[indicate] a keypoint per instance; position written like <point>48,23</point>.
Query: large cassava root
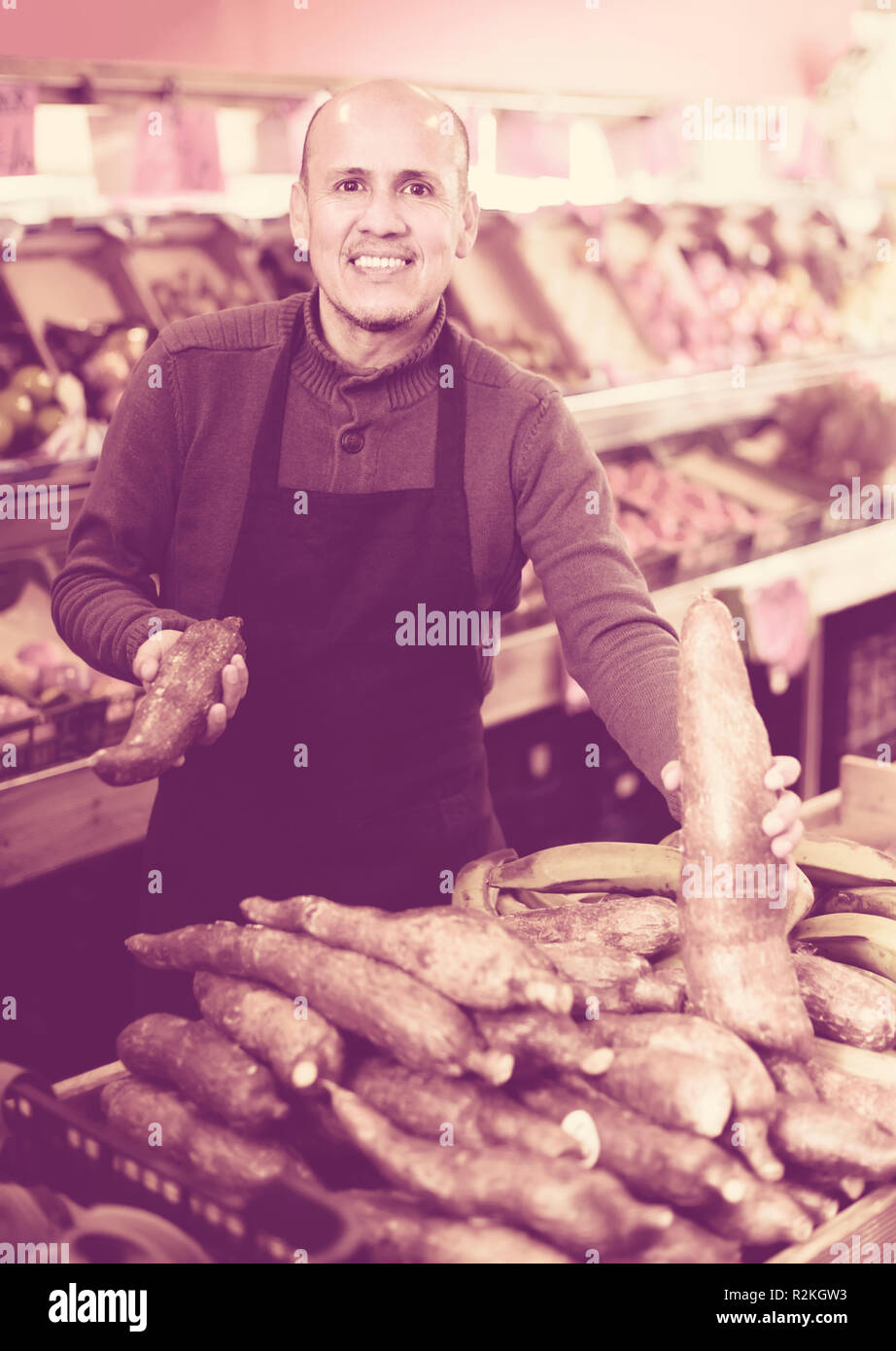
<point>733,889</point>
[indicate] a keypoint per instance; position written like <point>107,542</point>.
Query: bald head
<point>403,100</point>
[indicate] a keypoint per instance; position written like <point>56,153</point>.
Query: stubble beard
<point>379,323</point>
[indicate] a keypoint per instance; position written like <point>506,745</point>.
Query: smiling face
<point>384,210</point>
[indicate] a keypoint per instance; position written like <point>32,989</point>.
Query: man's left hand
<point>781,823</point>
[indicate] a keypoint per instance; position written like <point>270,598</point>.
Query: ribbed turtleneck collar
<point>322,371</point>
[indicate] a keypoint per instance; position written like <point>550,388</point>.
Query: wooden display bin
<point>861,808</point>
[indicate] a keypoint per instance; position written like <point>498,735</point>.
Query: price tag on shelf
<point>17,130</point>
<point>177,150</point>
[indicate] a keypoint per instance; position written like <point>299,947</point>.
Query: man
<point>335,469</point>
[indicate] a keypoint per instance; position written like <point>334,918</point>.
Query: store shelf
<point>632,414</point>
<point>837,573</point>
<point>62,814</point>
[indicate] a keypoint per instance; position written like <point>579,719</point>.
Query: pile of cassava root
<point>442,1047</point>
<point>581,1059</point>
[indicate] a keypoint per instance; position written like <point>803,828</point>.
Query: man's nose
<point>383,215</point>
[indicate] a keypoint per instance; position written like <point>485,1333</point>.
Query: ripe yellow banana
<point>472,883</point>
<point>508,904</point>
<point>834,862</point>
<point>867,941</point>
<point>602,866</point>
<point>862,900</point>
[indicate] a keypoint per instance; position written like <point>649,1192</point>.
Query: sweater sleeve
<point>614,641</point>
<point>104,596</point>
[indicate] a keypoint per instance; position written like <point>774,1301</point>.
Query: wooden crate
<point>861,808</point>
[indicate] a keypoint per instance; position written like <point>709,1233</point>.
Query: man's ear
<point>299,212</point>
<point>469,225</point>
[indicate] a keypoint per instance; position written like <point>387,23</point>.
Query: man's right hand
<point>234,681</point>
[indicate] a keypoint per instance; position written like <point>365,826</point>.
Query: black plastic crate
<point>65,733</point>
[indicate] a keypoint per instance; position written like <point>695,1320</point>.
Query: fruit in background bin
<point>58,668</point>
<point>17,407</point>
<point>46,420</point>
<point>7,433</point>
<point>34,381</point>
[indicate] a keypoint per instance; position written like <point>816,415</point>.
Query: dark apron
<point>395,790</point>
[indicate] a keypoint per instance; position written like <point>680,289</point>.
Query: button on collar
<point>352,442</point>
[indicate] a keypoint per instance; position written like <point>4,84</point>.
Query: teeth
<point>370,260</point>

TASK OBJECTIVE ▸
When you copy the records above, keep every word exact and leave out the pictures they contain.

RESPONSE ▸
[indicate] a keypoint per instance; position written like <point>48,23</point>.
Query: large cassava root
<point>733,889</point>
[indicate] a keypoint per instance; position written like <point>107,542</point>.
Query: bald head
<point>403,100</point>
[indicate] a keypoint per instance; position written like <point>56,153</point>.
Query: stubble beard
<point>379,323</point>
[indicate] a keypoint per instance; position written like <point>506,745</point>.
Query: smiling face
<point>384,210</point>
[indicate] a keypoint per instance; position written like <point>32,989</point>.
Query: man's left hand
<point>781,823</point>
[indicate] a keypoint per instance; position written like <point>270,598</point>.
Query: ribbed turtleneck collar
<point>322,371</point>
[indicate] a keypoint per instance; position written like <point>550,388</point>.
Query: wooden display bin
<point>861,808</point>
[indicate] a keypoint per instance; position written like <point>498,735</point>.
Query: price tag on shelf
<point>17,130</point>
<point>177,150</point>
[indicate] a keypoint per instance; position written like <point>299,947</point>.
Query: man
<point>335,469</point>
[indicate] a keypoint per instance; position written like <point>334,918</point>.
Query: store shelf
<point>632,414</point>
<point>837,573</point>
<point>62,814</point>
[indicate] a keypoint per instance; position written like <point>579,719</point>.
Query: pile of cassava root
<point>442,1047</point>
<point>581,1059</point>
[indicate] a keypoint per instance; position written like <point>803,828</point>.
Query: man's nose
<point>383,215</point>
[indicate] a keypoint per instance; position written like <point>485,1333</point>.
Query: ripe yellow banana
<point>472,883</point>
<point>508,904</point>
<point>834,862</point>
<point>867,941</point>
<point>602,866</point>
<point>862,900</point>
[indicate] a keypoint per instance; position written like <point>649,1192</point>.
Query: sweater sleeve
<point>614,641</point>
<point>104,596</point>
[indicate] a keypoint per instance; position written like <point>774,1301</point>.
Query: wooden crate
<point>861,808</point>
[indicate] a keypoint per instance; position written like <point>709,1233</point>.
Query: man's ear
<point>299,212</point>
<point>469,225</point>
[indicate] a keypoint per instance; position written like <point>387,23</point>.
Query: man's right hand
<point>234,681</point>
[indicate] a keypoint per instance; position written like <point>365,826</point>.
Query: black plastic crate
<point>65,733</point>
[indicate] a keypoint per instance; position written like <point>695,1320</point>.
Query: fruit in background bin
<point>58,668</point>
<point>17,407</point>
<point>46,420</point>
<point>7,433</point>
<point>34,381</point>
[indicate] a keypoint per instance; position written like <point>816,415</point>.
Query: dark apron
<point>395,790</point>
[indicate] a keypoint per instance; position written like <point>680,289</point>.
Query: button on collar
<point>352,442</point>
[indicate] a keypoint per instance; position written like <point>4,84</point>.
Query: teeth
<point>370,260</point>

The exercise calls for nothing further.